**Goal of the exercise**
Return every line below that contains the word "tree". Case counts.

Stored data entries
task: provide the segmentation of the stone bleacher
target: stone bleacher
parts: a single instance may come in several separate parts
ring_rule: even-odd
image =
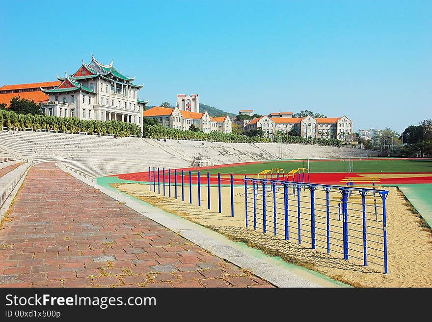
[[[204,145],[203,145],[204,143]],[[191,166],[209,159],[214,165],[267,160],[358,157],[356,148],[292,144],[234,143],[118,138],[37,132],[0,131],[0,151],[13,151],[26,161],[60,161],[87,178],[146,171],[149,167]],[[7,153],[7,152],[6,152]],[[16,157],[6,156],[1,157]],[[15,161],[15,160],[12,160]]]

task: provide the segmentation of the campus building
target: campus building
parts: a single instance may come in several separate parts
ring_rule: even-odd
[[[177,105],[180,111],[199,113],[199,97],[198,94],[186,95],[183,94],[177,95]]]
[[[349,140],[352,134],[352,121],[346,116],[340,117],[293,117],[292,112],[270,113],[255,117],[244,127],[245,132],[261,128],[265,136],[289,133],[295,130],[300,136]]]
[[[183,111],[178,107],[173,109],[155,106],[144,111],[144,117],[154,118],[162,126],[185,131],[193,124],[202,132],[209,133],[217,131],[223,133],[231,133],[231,120],[228,115],[220,117],[211,117],[207,111],[203,113]]]
[[[57,76],[55,82],[0,88],[0,100],[8,104],[12,97],[19,95],[34,100],[47,116],[116,120],[142,128],[142,111],[148,103],[138,99],[143,85],[134,84],[135,77],[121,74],[112,62],[102,64],[92,53],[89,64],[83,60],[76,72]]]

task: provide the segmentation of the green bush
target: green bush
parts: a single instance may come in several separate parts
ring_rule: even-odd
[[[79,119],[77,117],[59,117],[45,115],[17,114],[7,110],[0,110],[0,124],[2,126],[35,129],[54,130],[76,133],[86,132],[110,133],[119,136],[141,135],[139,126],[118,121],[99,121]]]

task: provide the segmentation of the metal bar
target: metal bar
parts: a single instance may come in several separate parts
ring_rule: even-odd
[[[192,203],[192,171],[189,170],[189,203]]]
[[[210,209],[210,173],[207,172],[207,203],[209,210]]]
[[[231,186],[231,217],[234,216],[234,180],[233,175],[230,176]]]
[[[220,174],[217,174],[217,187],[219,190],[219,213],[222,212],[222,202],[220,195]]]
[[[198,171],[197,173],[197,178],[198,179],[198,205],[201,205],[201,174]]]
[[[266,180],[263,180],[263,230],[264,234],[267,232],[267,227],[266,225],[266,188],[267,184]]]

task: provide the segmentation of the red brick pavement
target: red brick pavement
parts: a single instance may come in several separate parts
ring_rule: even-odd
[[[272,287],[54,165],[28,172],[3,221],[0,287]]]

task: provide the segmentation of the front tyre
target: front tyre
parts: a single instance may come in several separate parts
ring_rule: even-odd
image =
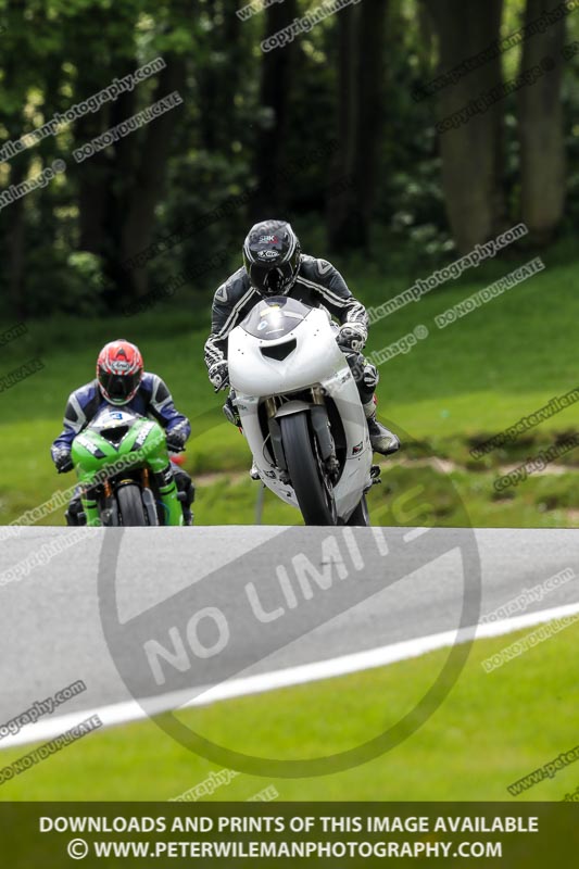
[[[305,525],[337,525],[333,490],[317,443],[310,434],[306,414],[282,416],[279,425],[291,484]]]
[[[142,503],[141,490],[137,483],[127,483],[116,491],[119,525],[148,525]]]

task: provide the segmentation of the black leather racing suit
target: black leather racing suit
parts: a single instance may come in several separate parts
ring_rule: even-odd
[[[302,254],[298,277],[286,295],[310,307],[327,308],[341,325],[360,323],[365,329],[368,328],[366,308],[352,295],[338,269],[326,260]],[[217,289],[213,299],[211,335],[205,342],[207,368],[227,358],[229,333],[262,298],[259,290],[251,286],[243,267]],[[372,401],[378,382],[376,367],[364,363],[358,353],[348,353],[348,362],[354,373],[362,403],[366,405]]]

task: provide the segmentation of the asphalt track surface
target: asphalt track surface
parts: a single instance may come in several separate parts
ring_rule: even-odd
[[[24,528],[0,544],[0,723],[79,679],[63,714],[454,630],[567,568],[576,578],[525,612],[579,602],[575,530],[83,529],[68,545],[71,533]]]

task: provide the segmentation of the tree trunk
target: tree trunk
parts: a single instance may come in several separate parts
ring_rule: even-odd
[[[345,181],[342,192],[327,204],[330,248],[365,248],[374,206],[374,191],[383,108],[383,43],[387,0],[364,0],[338,16],[340,151],[333,181]]]
[[[424,0],[432,16],[445,73],[487,48],[500,36],[503,0]],[[440,91],[439,119],[501,84],[501,58],[494,58]],[[502,101],[440,136],[446,213],[461,252],[483,243],[504,228],[502,189]]]
[[[159,76],[153,102],[174,90],[182,96],[185,90],[185,60],[169,55],[166,60],[167,65]],[[146,127],[140,159],[127,197],[127,212],[121,238],[122,261],[134,256],[151,243],[155,227],[155,207],[163,192],[166,164],[179,112],[180,106],[171,109]],[[118,280],[124,287],[125,300],[147,290],[146,268],[135,269],[128,275],[121,270]]]
[[[553,8],[554,0],[527,0],[526,24]],[[546,243],[558,227],[565,207],[565,135],[561,86],[565,17],[544,34],[527,39],[521,71],[551,58],[554,66],[518,95],[521,172],[521,217],[531,238]]]
[[[274,3],[267,7],[264,38],[287,27],[295,17],[298,17],[297,0],[286,0],[281,4]],[[284,217],[284,209],[287,206],[287,181],[279,173],[284,168],[289,133],[289,106],[297,51],[298,45],[294,40],[263,55],[260,98],[262,119],[255,144],[254,164],[260,190],[252,199],[249,209],[254,221]]]

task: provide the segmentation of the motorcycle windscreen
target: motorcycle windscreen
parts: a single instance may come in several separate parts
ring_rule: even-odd
[[[91,421],[90,428],[95,431],[103,431],[111,428],[130,427],[139,418],[133,411],[116,411],[112,407],[104,407]]]
[[[274,341],[292,332],[310,311],[310,307],[295,299],[274,295],[272,299],[257,302],[241,324],[241,328],[254,338]]]

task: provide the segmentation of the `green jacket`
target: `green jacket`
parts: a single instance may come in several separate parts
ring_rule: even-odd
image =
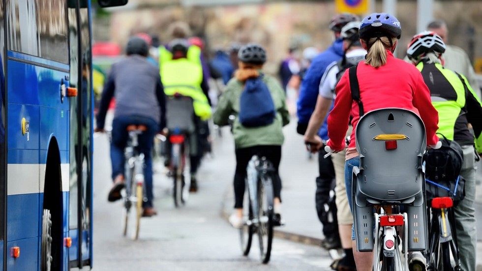
[[[278,81],[271,76],[265,75],[263,81],[271,92],[276,111],[274,121],[270,125],[250,128],[240,123],[238,119],[240,98],[244,87],[242,82],[238,79],[233,78],[230,80],[219,97],[213,116],[214,122],[219,126],[228,125],[229,116],[235,116],[233,134],[236,149],[255,146],[281,146],[284,141],[282,128],[290,122],[284,90]]]
[[[461,75],[462,82],[456,73],[438,63],[421,62],[417,67],[430,90],[432,104],[438,112],[437,132],[461,145],[475,144],[477,151],[482,152],[482,105],[467,79]],[[468,123],[472,125],[473,134]]]

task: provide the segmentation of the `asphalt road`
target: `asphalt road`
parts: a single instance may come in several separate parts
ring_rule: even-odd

**Exercise output**
task: provide the segmentation of the tree trunk
target: tree trunk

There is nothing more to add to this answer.